## start Source document

Today, Facebook announced a new search function that will be slowly rolling out to US English users.
With a search like “friends who live in Boston” or “photos of my friends before 1999,” you can more easily find old friends, new friends, and old content.
“When Facebook first launched, the main way most people used the site was to browse around, learn about people, and make new connections. Graph Search takes us back to our roots and allows people to use the graph to make new connections,” explain director of product management Tom Stocky and director of engineering Lars Rasmussen.
For now, graph search will cover people, photos, places, and interests. It won’t cover content like posts or app actions (e.g., song listens or article reads). To get access, sign up for the waitlist.
Graph search is based on phrases, not keywords like traditional search. It also factors in everyone’s privacy settings, so you can’t see content that isn’t shared with you. Read more information about privacy or control who sees specific content on your activity log (Settings > Privacy Settings > Activity Log).
Here are some examples of searches, from Facebook’s announcement:
- People: “friends who live in my city,” “people from my hometown who like hiking,” “friends of friends who have been to Yosemite National Park,” “software engineers who live in San Francisco and like skiing,” “people who like things I like,” “people who like tennis and live nearby”

## end Source document

[Job 1] List the kinds of content that graph search will cover for now, according to the article about Facebook's new search.

## start Data for the task

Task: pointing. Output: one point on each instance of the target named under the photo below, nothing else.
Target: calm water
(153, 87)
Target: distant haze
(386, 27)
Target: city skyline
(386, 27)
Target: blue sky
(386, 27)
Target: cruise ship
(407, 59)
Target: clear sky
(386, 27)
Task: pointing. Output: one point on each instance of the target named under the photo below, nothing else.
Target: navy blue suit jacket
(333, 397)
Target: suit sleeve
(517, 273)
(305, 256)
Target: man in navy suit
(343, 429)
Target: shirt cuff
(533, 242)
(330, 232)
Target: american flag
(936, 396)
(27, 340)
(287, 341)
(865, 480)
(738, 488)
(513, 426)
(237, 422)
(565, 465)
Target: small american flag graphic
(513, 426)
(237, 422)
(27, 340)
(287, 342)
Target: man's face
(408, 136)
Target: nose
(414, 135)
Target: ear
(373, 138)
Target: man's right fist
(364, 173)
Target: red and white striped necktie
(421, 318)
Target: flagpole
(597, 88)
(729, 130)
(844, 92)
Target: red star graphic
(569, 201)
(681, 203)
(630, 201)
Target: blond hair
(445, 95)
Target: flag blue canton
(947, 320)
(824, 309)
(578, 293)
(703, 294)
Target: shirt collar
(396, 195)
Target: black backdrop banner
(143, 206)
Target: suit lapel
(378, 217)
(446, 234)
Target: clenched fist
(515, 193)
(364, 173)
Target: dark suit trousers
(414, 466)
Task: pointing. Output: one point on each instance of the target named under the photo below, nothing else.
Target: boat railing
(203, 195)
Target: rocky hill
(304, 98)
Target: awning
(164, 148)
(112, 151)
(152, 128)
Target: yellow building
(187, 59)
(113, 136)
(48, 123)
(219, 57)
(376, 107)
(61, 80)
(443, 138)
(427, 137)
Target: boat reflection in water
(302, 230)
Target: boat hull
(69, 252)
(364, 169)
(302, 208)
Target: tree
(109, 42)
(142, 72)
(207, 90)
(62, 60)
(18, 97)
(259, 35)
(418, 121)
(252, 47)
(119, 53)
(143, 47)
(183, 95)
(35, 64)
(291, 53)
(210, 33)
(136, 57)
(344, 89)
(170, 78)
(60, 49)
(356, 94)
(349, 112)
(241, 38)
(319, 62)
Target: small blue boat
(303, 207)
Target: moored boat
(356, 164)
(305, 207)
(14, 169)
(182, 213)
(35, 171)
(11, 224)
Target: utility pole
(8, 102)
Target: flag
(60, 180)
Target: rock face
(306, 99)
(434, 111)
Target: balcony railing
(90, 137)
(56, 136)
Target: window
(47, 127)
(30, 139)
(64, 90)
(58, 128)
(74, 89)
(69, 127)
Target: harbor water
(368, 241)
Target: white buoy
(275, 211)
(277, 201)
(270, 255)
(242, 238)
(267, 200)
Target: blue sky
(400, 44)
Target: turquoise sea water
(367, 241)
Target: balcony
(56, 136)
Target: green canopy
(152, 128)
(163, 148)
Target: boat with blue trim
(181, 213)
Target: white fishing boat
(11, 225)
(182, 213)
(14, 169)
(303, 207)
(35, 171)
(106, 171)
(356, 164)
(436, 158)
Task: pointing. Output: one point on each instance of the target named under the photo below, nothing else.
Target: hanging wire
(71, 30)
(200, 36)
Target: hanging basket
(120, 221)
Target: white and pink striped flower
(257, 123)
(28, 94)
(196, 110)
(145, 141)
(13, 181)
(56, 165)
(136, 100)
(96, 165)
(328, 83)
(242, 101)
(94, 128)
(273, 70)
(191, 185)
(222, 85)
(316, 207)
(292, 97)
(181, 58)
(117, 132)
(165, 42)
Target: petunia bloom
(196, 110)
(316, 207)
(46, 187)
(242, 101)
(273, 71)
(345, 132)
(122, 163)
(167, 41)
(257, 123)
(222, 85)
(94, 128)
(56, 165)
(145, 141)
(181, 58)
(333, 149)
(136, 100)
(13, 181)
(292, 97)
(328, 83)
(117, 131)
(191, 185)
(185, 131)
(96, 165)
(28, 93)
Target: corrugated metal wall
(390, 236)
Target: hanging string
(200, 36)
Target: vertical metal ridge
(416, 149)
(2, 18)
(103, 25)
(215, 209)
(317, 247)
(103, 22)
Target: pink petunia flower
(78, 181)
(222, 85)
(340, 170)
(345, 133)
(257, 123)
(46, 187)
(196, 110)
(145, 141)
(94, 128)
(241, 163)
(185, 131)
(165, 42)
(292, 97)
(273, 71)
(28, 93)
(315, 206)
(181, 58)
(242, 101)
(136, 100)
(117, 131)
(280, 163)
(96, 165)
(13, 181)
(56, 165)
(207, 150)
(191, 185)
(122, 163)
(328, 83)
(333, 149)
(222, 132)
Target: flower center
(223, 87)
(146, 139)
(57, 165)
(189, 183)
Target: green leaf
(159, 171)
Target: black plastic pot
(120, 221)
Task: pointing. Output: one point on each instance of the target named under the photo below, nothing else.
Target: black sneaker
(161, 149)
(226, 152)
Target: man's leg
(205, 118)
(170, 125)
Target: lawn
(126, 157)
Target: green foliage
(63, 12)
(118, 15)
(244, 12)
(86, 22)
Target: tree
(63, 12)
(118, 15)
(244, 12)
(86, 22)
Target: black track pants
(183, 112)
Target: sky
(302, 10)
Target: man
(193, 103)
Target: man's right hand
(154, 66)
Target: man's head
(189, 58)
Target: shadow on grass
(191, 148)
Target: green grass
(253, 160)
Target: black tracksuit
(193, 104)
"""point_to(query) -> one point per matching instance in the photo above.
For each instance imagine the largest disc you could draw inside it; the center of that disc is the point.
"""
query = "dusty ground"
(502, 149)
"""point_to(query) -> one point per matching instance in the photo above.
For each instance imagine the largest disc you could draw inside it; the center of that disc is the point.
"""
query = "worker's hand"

## end Data for the task

[Job 2] Count the lines in the listing that contain the string "graphic", with case counting. Give only the number.

[Correct result 1] People, photos, places, and interests.

[Correct result 2] 2